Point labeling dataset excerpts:
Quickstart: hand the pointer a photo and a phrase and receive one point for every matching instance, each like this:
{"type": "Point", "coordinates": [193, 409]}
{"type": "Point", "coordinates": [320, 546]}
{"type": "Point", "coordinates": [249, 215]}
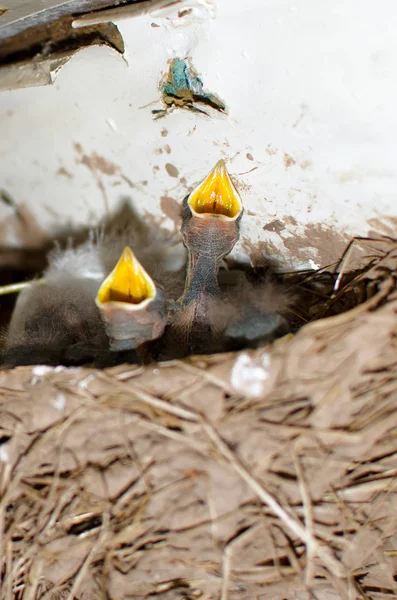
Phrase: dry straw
{"type": "Point", "coordinates": [263, 474]}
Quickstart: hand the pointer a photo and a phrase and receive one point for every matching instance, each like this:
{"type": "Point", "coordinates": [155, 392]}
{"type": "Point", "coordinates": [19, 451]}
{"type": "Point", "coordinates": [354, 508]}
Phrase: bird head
{"type": "Point", "coordinates": [211, 215]}
{"type": "Point", "coordinates": [131, 305]}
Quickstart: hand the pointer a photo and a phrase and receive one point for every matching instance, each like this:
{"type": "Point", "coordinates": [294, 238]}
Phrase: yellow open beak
{"type": "Point", "coordinates": [127, 284]}
{"type": "Point", "coordinates": [216, 195]}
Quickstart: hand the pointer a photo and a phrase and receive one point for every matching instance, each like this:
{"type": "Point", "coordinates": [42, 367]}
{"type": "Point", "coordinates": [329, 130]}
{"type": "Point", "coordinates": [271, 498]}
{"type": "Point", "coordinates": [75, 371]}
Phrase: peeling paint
{"type": "Point", "coordinates": [171, 170]}
{"type": "Point", "coordinates": [288, 161]}
{"type": "Point", "coordinates": [183, 88]}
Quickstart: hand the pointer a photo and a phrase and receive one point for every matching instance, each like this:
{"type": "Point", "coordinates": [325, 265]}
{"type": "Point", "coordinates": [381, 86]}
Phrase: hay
{"type": "Point", "coordinates": [264, 474]}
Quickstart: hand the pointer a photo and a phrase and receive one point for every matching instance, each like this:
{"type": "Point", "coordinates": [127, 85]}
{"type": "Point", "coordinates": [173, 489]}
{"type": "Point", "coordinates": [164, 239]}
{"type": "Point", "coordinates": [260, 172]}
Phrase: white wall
{"type": "Point", "coordinates": [311, 80]}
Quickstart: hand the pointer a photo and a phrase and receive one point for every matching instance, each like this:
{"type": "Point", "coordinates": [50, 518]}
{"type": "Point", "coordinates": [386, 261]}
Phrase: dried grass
{"type": "Point", "coordinates": [263, 474]}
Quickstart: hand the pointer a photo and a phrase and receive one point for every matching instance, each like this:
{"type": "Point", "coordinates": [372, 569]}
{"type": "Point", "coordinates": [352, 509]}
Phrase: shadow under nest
{"type": "Point", "coordinates": [267, 473]}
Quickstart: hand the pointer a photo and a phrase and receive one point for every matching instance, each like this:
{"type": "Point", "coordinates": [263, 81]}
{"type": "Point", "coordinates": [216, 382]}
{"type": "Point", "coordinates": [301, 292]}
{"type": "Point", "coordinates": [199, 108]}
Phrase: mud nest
{"type": "Point", "coordinates": [266, 474]}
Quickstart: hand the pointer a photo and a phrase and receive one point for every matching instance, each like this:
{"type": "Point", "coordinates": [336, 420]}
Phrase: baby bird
{"type": "Point", "coordinates": [80, 314]}
{"type": "Point", "coordinates": [210, 229]}
{"type": "Point", "coordinates": [132, 306]}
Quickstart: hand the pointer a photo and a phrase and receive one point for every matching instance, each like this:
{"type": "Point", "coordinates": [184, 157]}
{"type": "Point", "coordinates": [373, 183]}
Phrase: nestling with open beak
{"type": "Point", "coordinates": [78, 314]}
{"type": "Point", "coordinates": [210, 229]}
{"type": "Point", "coordinates": [131, 305]}
{"type": "Point", "coordinates": [210, 317]}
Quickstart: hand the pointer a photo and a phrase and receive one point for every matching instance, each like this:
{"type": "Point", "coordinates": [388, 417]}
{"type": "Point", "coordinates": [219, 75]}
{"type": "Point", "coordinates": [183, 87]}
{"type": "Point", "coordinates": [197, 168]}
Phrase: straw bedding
{"type": "Point", "coordinates": [266, 474]}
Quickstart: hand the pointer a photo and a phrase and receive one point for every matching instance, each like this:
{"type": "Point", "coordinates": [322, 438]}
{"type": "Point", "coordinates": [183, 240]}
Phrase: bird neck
{"type": "Point", "coordinates": [201, 277]}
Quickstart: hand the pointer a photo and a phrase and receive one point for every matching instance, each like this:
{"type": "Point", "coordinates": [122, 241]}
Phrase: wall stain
{"type": "Point", "coordinates": [383, 225]}
{"type": "Point", "coordinates": [21, 225]}
{"type": "Point", "coordinates": [99, 165]}
{"type": "Point", "coordinates": [328, 242]}
{"type": "Point", "coordinates": [271, 150]}
{"type": "Point", "coordinates": [276, 226]}
{"type": "Point", "coordinates": [319, 242]}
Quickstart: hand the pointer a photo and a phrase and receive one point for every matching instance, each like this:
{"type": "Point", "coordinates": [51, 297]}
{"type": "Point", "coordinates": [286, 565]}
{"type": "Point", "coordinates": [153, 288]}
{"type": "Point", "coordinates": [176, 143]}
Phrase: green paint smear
{"type": "Point", "coordinates": [183, 88]}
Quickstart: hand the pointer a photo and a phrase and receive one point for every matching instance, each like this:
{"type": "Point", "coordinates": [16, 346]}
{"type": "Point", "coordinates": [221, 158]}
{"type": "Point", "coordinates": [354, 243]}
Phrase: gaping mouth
{"type": "Point", "coordinates": [127, 284]}
{"type": "Point", "coordinates": [216, 195]}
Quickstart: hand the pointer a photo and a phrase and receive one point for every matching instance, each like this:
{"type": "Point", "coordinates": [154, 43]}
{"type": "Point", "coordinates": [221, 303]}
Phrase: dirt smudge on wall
{"type": "Point", "coordinates": [327, 241]}
{"type": "Point", "coordinates": [288, 161]}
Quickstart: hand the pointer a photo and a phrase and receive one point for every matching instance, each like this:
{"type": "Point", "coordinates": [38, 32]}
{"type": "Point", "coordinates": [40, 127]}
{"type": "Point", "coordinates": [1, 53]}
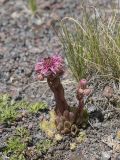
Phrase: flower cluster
{"type": "Point", "coordinates": [50, 66]}
{"type": "Point", "coordinates": [67, 118]}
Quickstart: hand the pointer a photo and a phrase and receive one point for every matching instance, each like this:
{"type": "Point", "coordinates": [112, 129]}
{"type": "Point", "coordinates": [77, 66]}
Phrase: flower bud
{"type": "Point", "coordinates": [83, 83]}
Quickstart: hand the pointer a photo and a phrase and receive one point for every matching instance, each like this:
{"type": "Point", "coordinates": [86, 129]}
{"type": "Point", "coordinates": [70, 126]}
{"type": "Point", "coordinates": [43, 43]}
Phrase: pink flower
{"type": "Point", "coordinates": [50, 66]}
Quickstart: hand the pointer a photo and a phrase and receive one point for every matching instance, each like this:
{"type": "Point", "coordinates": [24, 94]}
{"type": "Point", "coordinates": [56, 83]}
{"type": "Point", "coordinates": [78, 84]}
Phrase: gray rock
{"type": "Point", "coordinates": [105, 156]}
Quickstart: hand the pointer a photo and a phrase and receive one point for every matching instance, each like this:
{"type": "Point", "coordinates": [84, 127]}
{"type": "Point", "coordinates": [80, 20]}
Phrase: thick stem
{"type": "Point", "coordinates": [57, 88]}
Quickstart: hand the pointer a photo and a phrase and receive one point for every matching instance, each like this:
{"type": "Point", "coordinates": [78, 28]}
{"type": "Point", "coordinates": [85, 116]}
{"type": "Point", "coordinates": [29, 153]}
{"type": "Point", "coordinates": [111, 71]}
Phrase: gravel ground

What to do: Output every entry exactly as given; pictures are not part of the copy.

The reply:
Quickstart: hand the pointer a photo and a phrase and receive one point for every matching instance, each like this:
{"type": "Point", "coordinates": [193, 409]}
{"type": "Point", "coordinates": [320, 546]}
{"type": "Point", "coordinates": [249, 215]}
Phrase: dry straw
{"type": "Point", "coordinates": [263, 474]}
Quickstart: hand the pointer a photo and a phrase and receive one point for every matching instance, each like this:
{"type": "Point", "coordinates": [155, 392]}
{"type": "Point", "coordinates": [19, 451]}
{"type": "Point", "coordinates": [354, 508]}
Phrase: bird head
{"type": "Point", "coordinates": [211, 215]}
{"type": "Point", "coordinates": [131, 305]}
Quickstart: hand the pointer a photo and a phrase and receive one point for every matching instance, each like this:
{"type": "Point", "coordinates": [294, 238]}
Phrase: yellow open beak
{"type": "Point", "coordinates": [127, 284]}
{"type": "Point", "coordinates": [216, 195]}
Quickstart: hand the pointer a photo and a phrase and receive one point for every matching instance, each like this:
{"type": "Point", "coordinates": [42, 367]}
{"type": "Point", "coordinates": [329, 130]}
{"type": "Point", "coordinates": [271, 498]}
{"type": "Point", "coordinates": [75, 371]}
Phrase: peeling paint
{"type": "Point", "coordinates": [171, 170]}
{"type": "Point", "coordinates": [288, 161]}
{"type": "Point", "coordinates": [183, 88]}
Quickstart: hand the pointer a photo and a phrase and receive one point for every matching instance, each like this:
{"type": "Point", "coordinates": [325, 265]}
{"type": "Point", "coordinates": [381, 86]}
Phrase: hay
{"type": "Point", "coordinates": [264, 474]}
Quickstart: hand the pointer a photo and a phrase and receive one point for every matching instance, each like this:
{"type": "Point", "coordinates": [127, 85]}
{"type": "Point", "coordinates": [173, 489]}
{"type": "Point", "coordinates": [164, 239]}
{"type": "Point", "coordinates": [260, 172]}
Phrase: white wall
{"type": "Point", "coordinates": [311, 80]}
Quickstart: hand the pointer a photo and a phrase and receive one point for every matching instance, each like this:
{"type": "Point", "coordinates": [50, 518]}
{"type": "Point", "coordinates": [386, 261]}
Phrase: dried grass
{"type": "Point", "coordinates": [263, 474]}
Quickstart: hand the pointer a photo and a phrase and receive one point for every matching instance, each like this:
{"type": "Point", "coordinates": [372, 569]}
{"type": "Point", "coordinates": [352, 509]}
Phrase: shadow under nest
{"type": "Point", "coordinates": [267, 473]}
Quickstart: hand the pointer a photo and a phrase and receive one point for every matching instance, each like this:
{"type": "Point", "coordinates": [263, 81]}
{"type": "Point", "coordinates": [216, 382]}
{"type": "Point", "coordinates": [301, 292]}
{"type": "Point", "coordinates": [199, 108]}
Phrase: mud nest
{"type": "Point", "coordinates": [266, 474]}
Quickstart: hand the pointer a photo and a phrase and receive one point for every matching instance, each like this:
{"type": "Point", "coordinates": [336, 420]}
Phrase: baby bird
{"type": "Point", "coordinates": [80, 314]}
{"type": "Point", "coordinates": [210, 229]}
{"type": "Point", "coordinates": [132, 306]}
Quickstart: hand the pointer a photo and a phrase and receive one point for every matching instance, each like this:
{"type": "Point", "coordinates": [184, 157]}
{"type": "Point", "coordinates": [373, 183]}
Phrase: nestling with open beak
{"type": "Point", "coordinates": [78, 314]}
{"type": "Point", "coordinates": [210, 229]}
{"type": "Point", "coordinates": [131, 305]}
{"type": "Point", "coordinates": [210, 317]}
Quickstart: hand the pointer a photo and a phrase and receive one point for every matching instance, each like this:
{"type": "Point", "coordinates": [388, 417]}
{"type": "Point", "coordinates": [219, 75]}
{"type": "Point", "coordinates": [183, 87]}
{"type": "Point", "coordinates": [197, 168]}
Phrase: straw bedding
{"type": "Point", "coordinates": [266, 474]}
Quickstart: hand the pointer a photo and a phrase and receive one point for every matching instance, each like this:
{"type": "Point", "coordinates": [322, 438]}
{"type": "Point", "coordinates": [183, 240]}
Phrase: bird neck
{"type": "Point", "coordinates": [201, 277]}
Quickstart: hand the pointer a photo and a phrase and receive one point for every matching instance, each like this:
{"type": "Point", "coordinates": [122, 241]}
Phrase: wall stain
{"type": "Point", "coordinates": [383, 225]}
{"type": "Point", "coordinates": [21, 225]}
{"type": "Point", "coordinates": [99, 165]}
{"type": "Point", "coordinates": [328, 242]}
{"type": "Point", "coordinates": [271, 150]}
{"type": "Point", "coordinates": [276, 226]}
{"type": "Point", "coordinates": [319, 242]}
Quickstart: hand the pointer a photo and a phrase and receive one point for every matching instance, each like this:
{"type": "Point", "coordinates": [51, 297]}
{"type": "Point", "coordinates": [286, 565]}
{"type": "Point", "coordinates": [153, 288]}
{"type": "Point", "coordinates": [176, 143]}
Phrase: green paint smear
{"type": "Point", "coordinates": [183, 88]}
Quickstart: hand the pointer a photo and a phrase and receive one point for every matching instance, each like this:
{"type": "Point", "coordinates": [16, 346]}
{"type": "Point", "coordinates": [221, 158]}
{"type": "Point", "coordinates": [354, 243]}
Phrase: gaping mouth
{"type": "Point", "coordinates": [127, 284]}
{"type": "Point", "coordinates": [216, 195]}
Quickstart: hand the pointer a photo and a phrase and receive one point for every matching instance, each like this:
{"type": "Point", "coordinates": [154, 43]}
{"type": "Point", "coordinates": [221, 303]}
Phrase: dirt smudge on wall
{"type": "Point", "coordinates": [327, 241]}
{"type": "Point", "coordinates": [288, 161]}
Quickstart: hand the pointer a photo and a phrase and receive one point for every matching instance, each like this:
{"type": "Point", "coordinates": [38, 32]}
{"type": "Point", "coordinates": [40, 127]}
{"type": "Point", "coordinates": [1, 53]}
Phrase: flower cluster
{"type": "Point", "coordinates": [50, 66]}
{"type": "Point", "coordinates": [67, 118]}
Quickstart: hand the pointer a photo and a phrase and receive one point for every matching instance, each like this:
{"type": "Point", "coordinates": [112, 129]}
{"type": "Point", "coordinates": [77, 66]}
Phrase: flower bud
{"type": "Point", "coordinates": [83, 83]}
Quickstart: hand the pointer a photo and a phrase and receive one point for every matching instance, each like this:
{"type": "Point", "coordinates": [86, 129]}
{"type": "Point", "coordinates": [70, 126]}
{"type": "Point", "coordinates": [43, 43]}
Phrase: pink flower
{"type": "Point", "coordinates": [50, 66]}
Quickstart: hand the pointer a photo and a phrase and receive one point for every matching instance, each like this:
{"type": "Point", "coordinates": [24, 94]}
{"type": "Point", "coordinates": [56, 83]}
{"type": "Point", "coordinates": [78, 84]}
Phrase: gray rock
{"type": "Point", "coordinates": [105, 156]}
Quickstart: hand the pointer a photo and a phrase and receive one point for every matching instance, each like this:
{"type": "Point", "coordinates": [84, 127]}
{"type": "Point", "coordinates": [80, 20]}
Phrase: thick stem
{"type": "Point", "coordinates": [57, 88]}
Quickstart: hand the pointer a photo and a phrase and receive one point for every matching instance, each like this:
{"type": "Point", "coordinates": [78, 28]}
{"type": "Point", "coordinates": [85, 116]}
{"type": "Point", "coordinates": [29, 153]}
{"type": "Point", "coordinates": [111, 71]}
Phrase: gravel ground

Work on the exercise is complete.